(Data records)
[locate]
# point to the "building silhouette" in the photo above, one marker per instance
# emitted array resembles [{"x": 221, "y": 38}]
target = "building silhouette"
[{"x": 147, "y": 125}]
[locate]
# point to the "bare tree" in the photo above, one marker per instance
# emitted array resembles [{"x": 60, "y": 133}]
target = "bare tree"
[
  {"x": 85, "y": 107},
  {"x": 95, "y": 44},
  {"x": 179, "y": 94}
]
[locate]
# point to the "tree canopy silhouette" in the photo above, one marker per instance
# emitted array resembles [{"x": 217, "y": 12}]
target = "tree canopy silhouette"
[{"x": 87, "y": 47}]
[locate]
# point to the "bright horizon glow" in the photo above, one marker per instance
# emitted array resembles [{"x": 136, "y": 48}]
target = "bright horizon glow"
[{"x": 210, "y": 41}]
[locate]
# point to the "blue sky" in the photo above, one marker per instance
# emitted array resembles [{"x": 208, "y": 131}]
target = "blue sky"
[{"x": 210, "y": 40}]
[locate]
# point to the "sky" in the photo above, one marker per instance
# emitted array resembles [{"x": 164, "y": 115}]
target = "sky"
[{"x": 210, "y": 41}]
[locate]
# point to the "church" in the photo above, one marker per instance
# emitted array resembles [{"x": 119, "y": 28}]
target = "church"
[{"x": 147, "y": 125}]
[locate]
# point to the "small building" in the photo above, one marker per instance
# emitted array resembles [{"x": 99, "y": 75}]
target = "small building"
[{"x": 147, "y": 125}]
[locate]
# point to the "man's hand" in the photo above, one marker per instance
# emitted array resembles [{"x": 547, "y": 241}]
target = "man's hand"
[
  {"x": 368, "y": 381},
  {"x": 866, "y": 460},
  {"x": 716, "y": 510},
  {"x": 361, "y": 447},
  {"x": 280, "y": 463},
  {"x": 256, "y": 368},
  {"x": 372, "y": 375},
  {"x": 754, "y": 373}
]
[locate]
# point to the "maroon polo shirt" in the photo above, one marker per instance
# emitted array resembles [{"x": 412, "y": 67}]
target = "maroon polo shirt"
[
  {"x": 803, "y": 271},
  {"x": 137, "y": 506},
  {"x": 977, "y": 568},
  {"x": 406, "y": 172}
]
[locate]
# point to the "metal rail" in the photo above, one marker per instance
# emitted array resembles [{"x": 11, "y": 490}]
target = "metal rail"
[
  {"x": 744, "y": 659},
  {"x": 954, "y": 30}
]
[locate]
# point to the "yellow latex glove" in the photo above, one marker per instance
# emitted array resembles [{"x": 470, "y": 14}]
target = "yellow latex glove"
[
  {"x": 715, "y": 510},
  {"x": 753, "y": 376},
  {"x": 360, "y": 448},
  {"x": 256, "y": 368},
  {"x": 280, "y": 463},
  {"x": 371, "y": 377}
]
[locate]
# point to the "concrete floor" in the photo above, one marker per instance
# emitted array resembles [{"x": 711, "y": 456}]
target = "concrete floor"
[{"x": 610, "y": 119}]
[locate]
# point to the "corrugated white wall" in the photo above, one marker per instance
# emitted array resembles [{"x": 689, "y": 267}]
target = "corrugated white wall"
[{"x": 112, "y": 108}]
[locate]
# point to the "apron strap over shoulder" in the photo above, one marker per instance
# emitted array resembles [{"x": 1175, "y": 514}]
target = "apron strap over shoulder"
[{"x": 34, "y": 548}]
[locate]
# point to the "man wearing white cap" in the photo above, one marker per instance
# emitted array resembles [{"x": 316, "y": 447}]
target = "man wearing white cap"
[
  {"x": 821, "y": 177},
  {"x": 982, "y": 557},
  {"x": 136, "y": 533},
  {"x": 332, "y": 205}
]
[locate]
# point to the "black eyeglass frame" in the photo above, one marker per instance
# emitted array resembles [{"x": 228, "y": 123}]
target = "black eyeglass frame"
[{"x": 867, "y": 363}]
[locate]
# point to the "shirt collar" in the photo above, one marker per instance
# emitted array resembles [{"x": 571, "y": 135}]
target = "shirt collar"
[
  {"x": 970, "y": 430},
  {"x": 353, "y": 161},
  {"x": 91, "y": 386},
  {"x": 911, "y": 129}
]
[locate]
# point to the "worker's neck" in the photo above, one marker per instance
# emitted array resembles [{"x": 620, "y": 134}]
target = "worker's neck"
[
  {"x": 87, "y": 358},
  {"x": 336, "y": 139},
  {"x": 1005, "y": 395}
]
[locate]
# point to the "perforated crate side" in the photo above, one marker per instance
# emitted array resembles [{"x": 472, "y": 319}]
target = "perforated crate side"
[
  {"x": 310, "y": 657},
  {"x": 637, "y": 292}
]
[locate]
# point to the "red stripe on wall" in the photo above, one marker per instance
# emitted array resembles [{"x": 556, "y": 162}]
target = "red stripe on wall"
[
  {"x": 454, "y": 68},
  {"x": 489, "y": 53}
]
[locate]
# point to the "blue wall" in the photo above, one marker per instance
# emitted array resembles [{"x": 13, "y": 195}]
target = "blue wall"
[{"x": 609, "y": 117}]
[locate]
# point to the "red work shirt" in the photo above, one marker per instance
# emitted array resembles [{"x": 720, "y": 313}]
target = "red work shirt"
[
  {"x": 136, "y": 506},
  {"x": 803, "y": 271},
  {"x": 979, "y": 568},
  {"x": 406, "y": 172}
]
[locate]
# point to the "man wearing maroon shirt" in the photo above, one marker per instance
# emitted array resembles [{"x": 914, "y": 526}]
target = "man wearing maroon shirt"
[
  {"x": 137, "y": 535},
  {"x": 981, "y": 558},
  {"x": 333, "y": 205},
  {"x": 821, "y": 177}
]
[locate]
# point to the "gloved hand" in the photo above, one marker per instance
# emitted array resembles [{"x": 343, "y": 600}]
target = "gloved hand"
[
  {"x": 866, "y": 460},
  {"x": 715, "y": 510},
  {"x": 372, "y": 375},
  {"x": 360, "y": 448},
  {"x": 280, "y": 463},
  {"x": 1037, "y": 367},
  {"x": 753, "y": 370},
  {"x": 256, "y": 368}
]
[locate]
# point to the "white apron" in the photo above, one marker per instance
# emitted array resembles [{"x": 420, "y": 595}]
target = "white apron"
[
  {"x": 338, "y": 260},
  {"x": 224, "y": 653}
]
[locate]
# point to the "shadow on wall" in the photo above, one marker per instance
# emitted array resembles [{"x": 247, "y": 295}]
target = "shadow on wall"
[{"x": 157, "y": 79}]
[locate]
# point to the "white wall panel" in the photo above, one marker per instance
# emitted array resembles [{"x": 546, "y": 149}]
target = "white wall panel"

### Job:
Repeat all entries. Match them exactly.

### Response for this exercise:
[locate]
# point to the "building silhouette" in the photo above, one marker per instance
# emitted array resembles [{"x": 221, "y": 38}]
target = "building silhouette"
[{"x": 147, "y": 125}]
[locate]
# point to the "bare tree" in the photo above, one marker per instance
# emitted array resembles [{"x": 60, "y": 133}]
target = "bare tree"
[
  {"x": 85, "y": 107},
  {"x": 95, "y": 44},
  {"x": 179, "y": 94}
]
[locate]
# point to the "tree canopy silhouette" in the photo above, one marker per instance
# emitted array resembles [{"x": 217, "y": 12}]
target = "tree canopy silhouette"
[{"x": 87, "y": 47}]
[locate]
# point to the "bright horizon glow" in the photo above, one marker per instance
# emitted array resembles [{"x": 136, "y": 48}]
target = "bright horizon glow"
[{"x": 210, "y": 41}]
[locate]
# point to the "blue sky" in the photo above, one marker per instance
# emitted array resembles [{"x": 208, "y": 131}]
target = "blue sky"
[{"x": 210, "y": 40}]
[locate]
# point to the "sky" in the photo above, one marker per instance
# emitted array resembles [{"x": 164, "y": 115}]
target = "sky"
[{"x": 210, "y": 41}]
[locate]
# point to the "church" in the photo above, one marker per instance
# emitted array resembles [{"x": 119, "y": 28}]
target = "church"
[{"x": 147, "y": 125}]
[locate]
# point to the "small building" in the photo above, one marker per instance
# emitted array resembles [{"x": 99, "y": 75}]
target = "small building"
[{"x": 147, "y": 125}]
[locate]
# point to the "man's hand" in the photo above, one marker per instance
# emitted array resembles [{"x": 547, "y": 241}]
target = "man's hand"
[
  {"x": 368, "y": 381},
  {"x": 866, "y": 460},
  {"x": 716, "y": 510},
  {"x": 361, "y": 447},
  {"x": 280, "y": 463},
  {"x": 256, "y": 368},
  {"x": 372, "y": 375},
  {"x": 754, "y": 373}
]
[locate]
# point to the "maroon polo shirt" in the photo above, one marker per instance
# emitted array resembles [{"x": 412, "y": 67}]
target = "maroon polo shirt"
[
  {"x": 803, "y": 271},
  {"x": 137, "y": 506},
  {"x": 977, "y": 568},
  {"x": 406, "y": 172}
]
[locate]
# point to the "metal rail" in the photo above, one marker per instance
# emitted array resembles [{"x": 11, "y": 490}]
target = "metal rail"
[
  {"x": 744, "y": 659},
  {"x": 954, "y": 30}
]
[locate]
# point to the "yellow latex glove" in the photo above, one marker per instance
# emitted array resembles [{"x": 470, "y": 14}]
target = "yellow latex glove"
[
  {"x": 715, "y": 510},
  {"x": 753, "y": 376},
  {"x": 360, "y": 448},
  {"x": 256, "y": 368},
  {"x": 280, "y": 463},
  {"x": 371, "y": 377}
]
[locate]
# point to the "concrete floor" in the photo above, one marker per instance
# emitted array resembles [{"x": 711, "y": 456}]
target = "concrete floor"
[{"x": 610, "y": 119}]
[locate]
# point to the "corrugated white wall" in the photo above, one marker per instance
# emitted array resembles [{"x": 689, "y": 267}]
target = "corrugated white wall"
[{"x": 112, "y": 108}]
[locate]
# point to the "apron strap over shoulder" in the photo above, one marker per instance
# emitted array resembles [{"x": 1175, "y": 514}]
target = "apron strap over shoulder"
[{"x": 34, "y": 548}]
[locate]
# point to the "man wearing white cap" in the photo above, one marker per instance
# emitted array resembles [{"x": 316, "y": 447}]
target = "man wearing white cap"
[
  {"x": 821, "y": 177},
  {"x": 982, "y": 557},
  {"x": 136, "y": 533},
  {"x": 332, "y": 205}
]
[locate]
# point to the "black eyeglass frame" in the photo above, one marker per instance
# emitted array resembles [{"x": 228, "y": 123}]
target = "black eyeglass frame"
[{"x": 867, "y": 363}]
[locate]
# point to the "shirt collar" in the photo above, one marker per instance
# emitted array resembles [{"x": 571, "y": 135}]
target = "shirt collar"
[
  {"x": 970, "y": 430},
  {"x": 353, "y": 161},
  {"x": 91, "y": 386},
  {"x": 911, "y": 129}
]
[locate]
# point to the "worker's neck" in the photo above, one marker per instance
# emitted array resembles [{"x": 620, "y": 134}]
target = "worker's neck"
[
  {"x": 87, "y": 358},
  {"x": 336, "y": 139},
  {"x": 1005, "y": 395}
]
[locate]
# point to the "perforated crate side" in the photo above, one marker per instance
# emitted array resembles [{"x": 472, "y": 319}]
target = "perforated crate side"
[
  {"x": 310, "y": 657},
  {"x": 637, "y": 292}
]
[locate]
# point to the "red stripe on wall" in the photo above, one marker per instance
# emitted array resembles [{"x": 556, "y": 162}]
target = "red stripe on wall"
[
  {"x": 454, "y": 68},
  {"x": 489, "y": 53}
]
[locate]
# point to the "blue wall" in the photo above, one marker per instance
# emitted array resembles [{"x": 13, "y": 195}]
target = "blue wall"
[{"x": 609, "y": 117}]
[locate]
# point to the "red work shirt" in the photo above, one marker per instance
# emitted array resembles [{"x": 720, "y": 313}]
target = "red work shirt"
[
  {"x": 136, "y": 506},
  {"x": 803, "y": 271},
  {"x": 979, "y": 568},
  {"x": 406, "y": 172}
]
[locate]
# point to the "man wearing maroon shirt" in the photo above, one marker per instance
# emitted array resembles [{"x": 914, "y": 526}]
target = "man wearing maroon shirt"
[
  {"x": 137, "y": 535},
  {"x": 981, "y": 558},
  {"x": 333, "y": 205},
  {"x": 821, "y": 177}
]
[locate]
# point to the "gloved hand" in the photo above, one marker per instance
# emitted array resembles [{"x": 343, "y": 600}]
target = "gloved hand"
[
  {"x": 866, "y": 460},
  {"x": 715, "y": 510},
  {"x": 372, "y": 375},
  {"x": 360, "y": 448},
  {"x": 280, "y": 463},
  {"x": 1037, "y": 367},
  {"x": 753, "y": 370},
  {"x": 256, "y": 368}
]
[locate]
# point to the "white apron" in the photo above, one marker per instance
# emitted array resembles [{"x": 420, "y": 595}]
target = "white apron"
[
  {"x": 338, "y": 260},
  {"x": 224, "y": 653}
]
[locate]
# point to the "shadow on wall" in the photo above, one marker per instance
# emitted array resembles [{"x": 247, "y": 295}]
target = "shadow on wall"
[{"x": 157, "y": 79}]
[locate]
# point to the "white wall panel" in the photo above, one marker per instance
# emitted array resembles [{"x": 546, "y": 149}]
target = "white wall panel"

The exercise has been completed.